▸ **Referring expression grounding data**:
□ □ □ □
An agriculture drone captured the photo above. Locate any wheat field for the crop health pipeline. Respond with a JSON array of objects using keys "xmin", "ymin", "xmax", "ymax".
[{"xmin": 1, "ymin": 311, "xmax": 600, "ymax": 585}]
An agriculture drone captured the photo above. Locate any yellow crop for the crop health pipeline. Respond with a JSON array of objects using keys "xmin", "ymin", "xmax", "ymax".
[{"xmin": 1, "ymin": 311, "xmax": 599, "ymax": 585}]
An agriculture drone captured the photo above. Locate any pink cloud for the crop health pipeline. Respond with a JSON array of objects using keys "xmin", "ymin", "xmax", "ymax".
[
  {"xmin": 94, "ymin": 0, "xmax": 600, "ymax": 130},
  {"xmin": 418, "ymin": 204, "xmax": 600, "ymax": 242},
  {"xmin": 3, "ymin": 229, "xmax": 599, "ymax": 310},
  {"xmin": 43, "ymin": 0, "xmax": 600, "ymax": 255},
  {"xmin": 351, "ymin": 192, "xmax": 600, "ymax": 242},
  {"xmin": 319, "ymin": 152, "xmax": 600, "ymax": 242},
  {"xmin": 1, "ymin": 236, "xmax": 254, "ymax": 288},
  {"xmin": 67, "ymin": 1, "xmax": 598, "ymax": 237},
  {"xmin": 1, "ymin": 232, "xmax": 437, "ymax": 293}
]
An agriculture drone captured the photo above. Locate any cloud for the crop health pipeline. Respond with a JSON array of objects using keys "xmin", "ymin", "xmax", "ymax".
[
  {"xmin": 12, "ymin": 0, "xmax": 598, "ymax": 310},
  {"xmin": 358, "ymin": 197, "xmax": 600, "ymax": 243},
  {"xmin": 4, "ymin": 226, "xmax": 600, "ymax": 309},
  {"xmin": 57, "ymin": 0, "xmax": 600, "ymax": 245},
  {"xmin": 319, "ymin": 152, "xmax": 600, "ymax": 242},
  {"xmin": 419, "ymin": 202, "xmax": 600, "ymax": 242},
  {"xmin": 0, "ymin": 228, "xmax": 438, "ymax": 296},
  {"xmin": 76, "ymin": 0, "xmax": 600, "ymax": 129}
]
□ □ □ □
▸ **WHAT YOU ARE ASKED TO DO**: Every entry is to be returned exactly, with nothing dropped.

▸ **ANSWER**:
An agriculture drone captured the photo above. Locate any wheat field for the crop health pipeline. Respond with a JSON array of objects using keys "xmin", "ymin", "xmax", "ymax".
[{"xmin": 1, "ymin": 311, "xmax": 600, "ymax": 585}]
An agriculture drone captured the photo above. Locate any yellow crop for the crop health pipeline. Respond with a JSON array of objects using keys "xmin", "ymin", "xmax", "ymax".
[{"xmin": 1, "ymin": 311, "xmax": 599, "ymax": 585}]
An agriculture drone captured the photo above. Locate any pink cloud for the crop health pipeline. Respond with a JSON array of objects using keys "xmin", "ymin", "xmax", "ymax".
[
  {"xmin": 94, "ymin": 0, "xmax": 600, "ymax": 130},
  {"xmin": 418, "ymin": 204, "xmax": 600, "ymax": 242},
  {"xmin": 3, "ymin": 229, "xmax": 599, "ymax": 310},
  {"xmin": 43, "ymin": 0, "xmax": 600, "ymax": 255},
  {"xmin": 351, "ymin": 192, "xmax": 600, "ymax": 242},
  {"xmin": 319, "ymin": 152, "xmax": 600, "ymax": 242},
  {"xmin": 1, "ymin": 236, "xmax": 254, "ymax": 288},
  {"xmin": 67, "ymin": 1, "xmax": 598, "ymax": 237},
  {"xmin": 1, "ymin": 232, "xmax": 437, "ymax": 293}
]
An agriculture drone captured the photo above. Locate any cloud for the crop health pipeline. Respond with a JSON array of objects using keys "xmin", "ymin", "xmax", "ymax".
[
  {"xmin": 12, "ymin": 0, "xmax": 598, "ymax": 310},
  {"xmin": 358, "ymin": 197, "xmax": 600, "ymax": 243},
  {"xmin": 4, "ymin": 226, "xmax": 600, "ymax": 309},
  {"xmin": 57, "ymin": 0, "xmax": 600, "ymax": 245},
  {"xmin": 319, "ymin": 152, "xmax": 600, "ymax": 242},
  {"xmin": 419, "ymin": 202, "xmax": 600, "ymax": 242},
  {"xmin": 0, "ymin": 228, "xmax": 438, "ymax": 296},
  {"xmin": 76, "ymin": 0, "xmax": 600, "ymax": 129}
]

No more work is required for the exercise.